(WRITTEN PROBLEM)
Repeat the records word for word, excluding any picture.

Photo labels with boxes
_ _ _ _

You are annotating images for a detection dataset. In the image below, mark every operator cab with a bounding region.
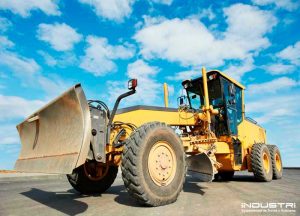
[182,70,245,136]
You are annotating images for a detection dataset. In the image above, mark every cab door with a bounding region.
[223,79,238,135]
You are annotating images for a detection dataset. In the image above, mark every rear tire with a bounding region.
[121,122,185,206]
[251,144,273,182]
[267,145,282,179]
[67,162,118,194]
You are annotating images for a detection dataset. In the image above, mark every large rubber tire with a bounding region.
[216,171,234,181]
[121,122,185,206]
[67,165,118,194]
[251,144,273,182]
[267,145,282,179]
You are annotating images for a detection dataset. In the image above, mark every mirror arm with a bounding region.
[106,89,136,143]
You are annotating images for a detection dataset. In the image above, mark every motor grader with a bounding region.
[15,68,282,206]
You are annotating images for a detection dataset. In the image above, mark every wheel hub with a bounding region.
[263,152,270,173]
[275,153,281,171]
[148,141,177,186]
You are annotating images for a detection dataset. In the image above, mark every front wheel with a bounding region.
[121,122,185,206]
[251,144,273,182]
[268,145,282,179]
[67,161,118,194]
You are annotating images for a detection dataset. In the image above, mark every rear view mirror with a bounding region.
[177,96,186,106]
[228,83,235,96]
[180,98,183,105]
[128,79,137,90]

_ _ _ _

(TASK RESULT)
You are annotating images for a detection dataset. In the image below, mark every operator cab with a bounding region.
[182,70,245,136]
You are annotating images for a detection dataset. In the image above, mark every cab door with a bounding region.
[223,79,238,135]
You are annotating images for a detection dataset. In the image above, mark every rear tire with a bounding region.
[121,122,185,206]
[251,144,273,182]
[267,145,282,179]
[67,162,118,194]
You are annotating images for a detection dataset. In the image above, mark every large rubber tire with a bounding region.
[216,171,234,181]
[121,122,185,206]
[67,165,118,194]
[251,144,273,182]
[267,145,282,179]
You are annotating images for a detection dataset. In the image above, mark every mirror arm with a bounding region.
[106,89,136,143]
You are annotating images for a detection dataset. In the image above, mark every motor grader with a bounding region.
[15,68,282,206]
You are annotating images for a detection dataset. In the image above, mark every wheel hub with a bounding region.
[263,152,270,173]
[275,153,281,171]
[148,141,177,186]
You are annotating images for a detection dataset. In the image above, mark every front wheel with a bounding region.
[121,122,185,206]
[251,144,273,182]
[268,145,282,179]
[67,161,118,194]
You are annotating images for a detection dataset. In the image above, mark every rear view mirror with a bounding region.
[177,96,186,106]
[228,83,235,96]
[180,98,183,105]
[128,79,137,90]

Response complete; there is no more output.